_THE TASK_
Update the records below by swapping each "could you please indicate" for "can you mark". Leave everything else as it is.

(Object point labels)
— start —

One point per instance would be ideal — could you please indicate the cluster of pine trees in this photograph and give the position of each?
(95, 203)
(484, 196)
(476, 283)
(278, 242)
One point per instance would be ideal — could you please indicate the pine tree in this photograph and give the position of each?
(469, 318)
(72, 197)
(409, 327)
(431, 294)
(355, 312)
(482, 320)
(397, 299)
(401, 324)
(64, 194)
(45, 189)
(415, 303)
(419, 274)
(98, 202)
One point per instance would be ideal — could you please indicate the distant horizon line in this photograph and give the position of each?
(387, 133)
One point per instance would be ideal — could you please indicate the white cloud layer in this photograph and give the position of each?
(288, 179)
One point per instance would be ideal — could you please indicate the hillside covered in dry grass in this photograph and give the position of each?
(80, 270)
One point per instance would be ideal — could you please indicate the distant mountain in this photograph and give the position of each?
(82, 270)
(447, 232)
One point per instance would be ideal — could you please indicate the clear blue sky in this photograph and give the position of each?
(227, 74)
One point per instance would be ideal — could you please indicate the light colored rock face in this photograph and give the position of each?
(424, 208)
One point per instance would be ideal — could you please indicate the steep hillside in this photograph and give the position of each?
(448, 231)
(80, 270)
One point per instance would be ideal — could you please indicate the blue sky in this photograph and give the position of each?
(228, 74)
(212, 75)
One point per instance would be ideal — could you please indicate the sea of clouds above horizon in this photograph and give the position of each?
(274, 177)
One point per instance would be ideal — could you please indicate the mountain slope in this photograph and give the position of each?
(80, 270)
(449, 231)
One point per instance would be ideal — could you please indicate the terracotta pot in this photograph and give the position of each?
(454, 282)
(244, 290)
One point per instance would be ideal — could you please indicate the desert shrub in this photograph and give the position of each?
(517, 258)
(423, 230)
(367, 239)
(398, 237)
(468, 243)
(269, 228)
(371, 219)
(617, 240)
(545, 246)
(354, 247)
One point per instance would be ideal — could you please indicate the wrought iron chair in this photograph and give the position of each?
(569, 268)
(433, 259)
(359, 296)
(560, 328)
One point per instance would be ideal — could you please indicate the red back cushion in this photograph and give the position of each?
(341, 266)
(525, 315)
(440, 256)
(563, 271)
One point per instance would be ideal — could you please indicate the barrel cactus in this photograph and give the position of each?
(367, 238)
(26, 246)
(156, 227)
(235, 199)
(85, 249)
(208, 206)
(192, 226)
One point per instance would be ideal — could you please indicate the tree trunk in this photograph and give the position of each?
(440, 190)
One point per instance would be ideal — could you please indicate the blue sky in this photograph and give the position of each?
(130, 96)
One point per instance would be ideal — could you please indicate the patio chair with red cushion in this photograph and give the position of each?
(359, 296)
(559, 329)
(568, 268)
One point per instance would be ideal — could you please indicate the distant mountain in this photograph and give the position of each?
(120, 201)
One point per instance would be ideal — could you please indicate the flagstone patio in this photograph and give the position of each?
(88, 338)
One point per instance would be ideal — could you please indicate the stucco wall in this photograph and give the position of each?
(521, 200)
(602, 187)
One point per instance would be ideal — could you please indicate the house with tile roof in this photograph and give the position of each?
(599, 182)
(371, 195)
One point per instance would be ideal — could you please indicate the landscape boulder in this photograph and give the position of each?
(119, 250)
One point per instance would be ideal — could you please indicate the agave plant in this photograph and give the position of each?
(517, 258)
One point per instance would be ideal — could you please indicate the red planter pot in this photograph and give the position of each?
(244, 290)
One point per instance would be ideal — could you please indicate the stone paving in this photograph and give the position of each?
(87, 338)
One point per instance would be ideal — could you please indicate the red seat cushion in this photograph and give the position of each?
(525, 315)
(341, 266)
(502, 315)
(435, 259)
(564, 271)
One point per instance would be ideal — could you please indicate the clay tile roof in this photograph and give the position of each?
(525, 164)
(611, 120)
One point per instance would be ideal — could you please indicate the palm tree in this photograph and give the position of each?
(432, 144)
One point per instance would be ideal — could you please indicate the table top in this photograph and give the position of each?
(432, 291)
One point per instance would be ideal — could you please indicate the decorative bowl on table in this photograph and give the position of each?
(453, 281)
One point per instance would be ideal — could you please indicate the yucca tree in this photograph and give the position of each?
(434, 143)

— end —

_OUTPUT BELOW_
One point per instance would be ideal — can you mark the cluster of pine trees in this photograph and give the position of each?
(95, 203)
(484, 196)
(476, 283)
(278, 242)
One point per instance would be ideal — can you mark the pine tree in this photograph and give the position of each?
(469, 318)
(72, 197)
(409, 327)
(431, 294)
(355, 312)
(482, 320)
(397, 299)
(401, 324)
(64, 194)
(45, 189)
(415, 303)
(419, 274)
(98, 202)
One point per instance would be ideal — can you mark the distant horizon line in this photograph and give the position of each?
(387, 133)
One point per instance would be ideal — can you mark the white cloud layer in this photograph and give the position of each?
(288, 179)
One point per instance would be ideal — can you mark the hillside covered in dry grass in this photograph and give the position of each?
(80, 270)
One point per instance would be ideal — can you mark the distant mountain in this photograph and give the position of each?
(82, 270)
(447, 232)
One point per instance would be ideal — can you mark the clear blue sky in this photograph and give the position of each?
(227, 74)
One point per instance would be ideal — can you mark the light colored rock face in this photograph and give the position of each?
(424, 208)
One point per instance would be ideal — can you mark the steep hillside in this photograph and give the position of each?
(448, 231)
(80, 270)
One point per instance would be ideal — can you mark the blue sky in this photograph and give the position of each?
(228, 74)
(212, 75)
One point per instance would be ideal — can you mark the sea of clouds above horizon in this photograph and give the position of each?
(274, 177)
One point per instance would be ideal — can you mark the mountain slope in this photograph and give the position of each?
(80, 270)
(449, 231)
One point per instance would be ideal — can you mark the terracotta pot in this photograph and give the position of each?
(454, 282)
(244, 290)
One point per instance would be ideal — can you mark the desert shrub in this photograph and give the position of each?
(517, 258)
(423, 230)
(367, 239)
(398, 237)
(468, 243)
(269, 228)
(371, 219)
(617, 240)
(545, 246)
(354, 247)
One point per instance would be ideal — can you mark the wrought iron chair in this photograph and give the position of each?
(569, 268)
(433, 259)
(359, 296)
(560, 328)
One point per instance would be ideal — can you mark the red back cushion in this photograph and give the position of each?
(341, 266)
(525, 315)
(440, 256)
(563, 271)
One point per instance would be ideal — can you mark the barrel cactus in this photograph and give the position of each?
(367, 238)
(26, 246)
(156, 227)
(235, 199)
(85, 249)
(208, 206)
(192, 226)
One point per instance would be ideal — can you mark the tree trunk in this photograph and give the position of each?
(440, 190)
One point per instance would be ideal — can you mark the blue sky in this photograph and give the position of each?
(130, 96)
One point per instance would be ideal — can you mark the patio chair with red cushion in this photograph and give the position of each?
(359, 296)
(559, 329)
(568, 268)
One point per instance would be ideal — can you mark the distant mountain in this photograph and give the position of each?
(120, 201)
One point per instance would be ideal — can you mark the flagstone patio in this photograph and give the position of each?
(88, 338)
One point per instance would be ideal — can you mark the stucco wall in this photograph and give the position of each?
(521, 200)
(602, 187)
One point per instance would be ideal — can you mark the house with tile roof in this photograph and give the position of each?
(599, 182)
(371, 195)
One point per instance would be ideal — can you mark the landscape boulder in this photograph and give the position of each?
(119, 250)
One point per instance would be ideal — can you mark the agave plant in this photograph and give the position of each?
(517, 258)
One point per instance would be ideal — can you mark the red planter pot in this photograph and give the position of each?
(244, 290)
One point per instance would be ideal — can you mark the stone paving in this photograph and give the position of each?
(87, 338)
One point per instance would be ideal — can you mark the red seat cushion in this photograph and give the position of each?
(525, 315)
(341, 266)
(502, 315)
(435, 259)
(564, 271)
One point per instance would be ideal — can you mark the clay tile roof in this photograph and give the position of each?
(525, 164)
(611, 120)
One point per instance would be ideal — can you mark the palm tree in this photograph and give the position of each?
(432, 144)
One point per instance would be ideal — can you mark the table top in this photograph and give the position of each?
(432, 291)
One point per instance would be ideal — can you mark the decorative bowl on table in this photograph and give the position of each?
(453, 281)
One point per instance would be ideal — can you mark the yucca tree in this photograph and give the position of each?
(434, 143)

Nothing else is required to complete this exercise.